» PROBLEM DETAILS
From the records below, give the number of lines that contain the string "outline", without any other text.

-- SOURCE RECORDS follows --

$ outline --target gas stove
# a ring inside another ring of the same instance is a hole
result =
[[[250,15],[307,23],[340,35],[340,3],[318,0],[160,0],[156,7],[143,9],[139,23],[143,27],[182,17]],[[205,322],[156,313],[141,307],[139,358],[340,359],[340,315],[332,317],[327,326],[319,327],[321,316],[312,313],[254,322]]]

-- SOURCE RECORDS concluded --
-- SOURCE RECORDS follows --

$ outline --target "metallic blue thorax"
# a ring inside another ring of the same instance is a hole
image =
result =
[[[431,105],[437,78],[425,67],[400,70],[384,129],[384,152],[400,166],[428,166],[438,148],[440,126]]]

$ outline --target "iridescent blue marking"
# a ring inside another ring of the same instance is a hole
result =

-- SOURCE RECORDS concluded --
-- SOURCE RECORDS follows --

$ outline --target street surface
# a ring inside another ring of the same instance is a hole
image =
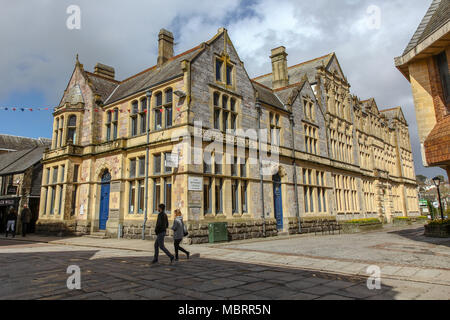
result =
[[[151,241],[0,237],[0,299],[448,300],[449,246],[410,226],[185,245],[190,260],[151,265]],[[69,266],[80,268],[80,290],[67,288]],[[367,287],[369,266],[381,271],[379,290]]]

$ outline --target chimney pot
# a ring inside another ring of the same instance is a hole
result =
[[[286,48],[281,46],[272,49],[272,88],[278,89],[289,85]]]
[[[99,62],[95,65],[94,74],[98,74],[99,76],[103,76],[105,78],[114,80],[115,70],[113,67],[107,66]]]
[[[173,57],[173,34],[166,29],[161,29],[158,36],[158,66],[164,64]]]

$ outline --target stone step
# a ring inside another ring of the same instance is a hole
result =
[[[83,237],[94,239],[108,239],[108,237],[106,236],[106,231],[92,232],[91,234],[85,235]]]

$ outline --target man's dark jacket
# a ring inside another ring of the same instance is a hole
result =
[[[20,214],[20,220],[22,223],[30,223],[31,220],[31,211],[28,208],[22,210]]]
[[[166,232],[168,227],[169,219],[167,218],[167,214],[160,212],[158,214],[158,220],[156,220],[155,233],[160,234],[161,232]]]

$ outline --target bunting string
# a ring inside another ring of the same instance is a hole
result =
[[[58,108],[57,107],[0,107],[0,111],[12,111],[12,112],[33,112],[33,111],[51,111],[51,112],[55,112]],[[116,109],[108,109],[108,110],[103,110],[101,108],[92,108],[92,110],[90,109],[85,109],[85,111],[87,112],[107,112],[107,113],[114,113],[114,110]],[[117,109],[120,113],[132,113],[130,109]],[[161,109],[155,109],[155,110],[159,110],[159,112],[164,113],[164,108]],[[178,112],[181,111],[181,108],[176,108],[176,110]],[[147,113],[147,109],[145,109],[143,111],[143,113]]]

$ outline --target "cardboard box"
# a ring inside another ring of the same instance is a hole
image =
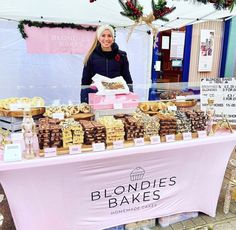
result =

-- SOURCE RECORDS concluded --

» TASK SOLUTION
9